* **EXERCISE OBJECTIVE**
Extract, word for word, the part of the Python text-file input question that opens with the words containing "Like I said, this" and closes with "using Python 3.".

* **DOCUMENT PASSAGE**

****

Start program for first time.

Enter text: this is input

this is input.

Enter text: some more text

this is input. some more text.

When you start the program for a second time

this is input. some more text.

Enter text:

etc. etc.

What I have so far:

intext = open('user_input.txt','a')
intext.close()
string_input = input('Enter text: ')
while True:
    open_input = open('user_input.txt','r')
    if open_input:
        for i in open_input:
            print(i)

    if string_input != "":
        uinput = open('user_input.txt','a')
        uinput.write(string_input + '.')
        uinput.close()
        rd = open('user_input.txt', 'r')
        if rd:
            for line in rd:
                print(line)

    if string_input == "":
        t = open('user_input.txt', 'r')
        for line in t:
            print(line)
        t.close()
        break

Problems: Upon opening, any previously stored text does not display. If a user inputs text it prints in an infinite loop, and does not prompt to enter text again.

Positives: The input is recorded to the text file. If no text is entered, when exiting any previously entered text does display correctly.

Like I said, this is homework for me. I have searched for the answer, but I seem to be ripping the code apart and putting it back together only to get different errors. So some guidance on this would be greatly appreciated.

One thing I forgot to mention is that I am using Python 3.

****

* **PROVIDED DATA**

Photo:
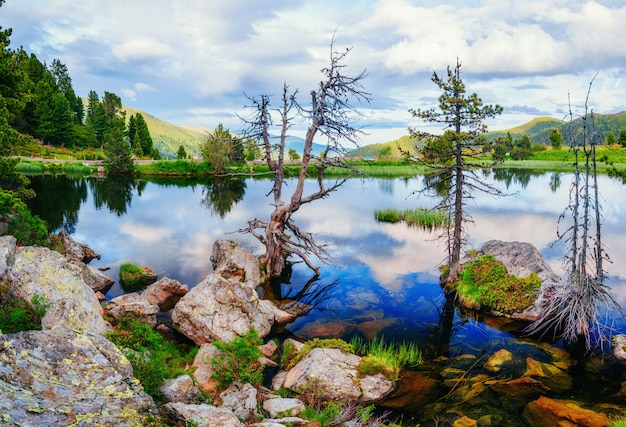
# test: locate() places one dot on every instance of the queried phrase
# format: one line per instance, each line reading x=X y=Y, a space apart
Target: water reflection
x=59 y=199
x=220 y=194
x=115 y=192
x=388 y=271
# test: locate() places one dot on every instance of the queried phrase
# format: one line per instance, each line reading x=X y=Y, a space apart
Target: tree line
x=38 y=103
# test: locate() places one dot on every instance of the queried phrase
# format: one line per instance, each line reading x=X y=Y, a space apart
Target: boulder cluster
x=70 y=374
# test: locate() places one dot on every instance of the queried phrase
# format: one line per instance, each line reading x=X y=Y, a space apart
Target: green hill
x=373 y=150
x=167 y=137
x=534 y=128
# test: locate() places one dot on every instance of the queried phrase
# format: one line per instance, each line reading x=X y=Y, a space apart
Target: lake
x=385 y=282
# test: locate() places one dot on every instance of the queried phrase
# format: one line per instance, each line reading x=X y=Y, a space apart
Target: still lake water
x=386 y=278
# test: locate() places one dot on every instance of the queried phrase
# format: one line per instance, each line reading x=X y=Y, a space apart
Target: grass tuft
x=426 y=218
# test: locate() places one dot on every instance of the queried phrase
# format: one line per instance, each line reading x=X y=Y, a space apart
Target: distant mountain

****

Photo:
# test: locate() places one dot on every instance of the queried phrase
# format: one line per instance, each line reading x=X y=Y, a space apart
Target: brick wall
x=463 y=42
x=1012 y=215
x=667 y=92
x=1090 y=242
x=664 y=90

****

* **SOLUTION TO THIS EXERCISE**
Like I said, this is homework for me. I have searched for the answer, but I seem to be ripping the code apart and putting it back together only to get different errors. So some guidance on this would be greatly appreciated.

One thing I forgot to mention is that I am using Python 3.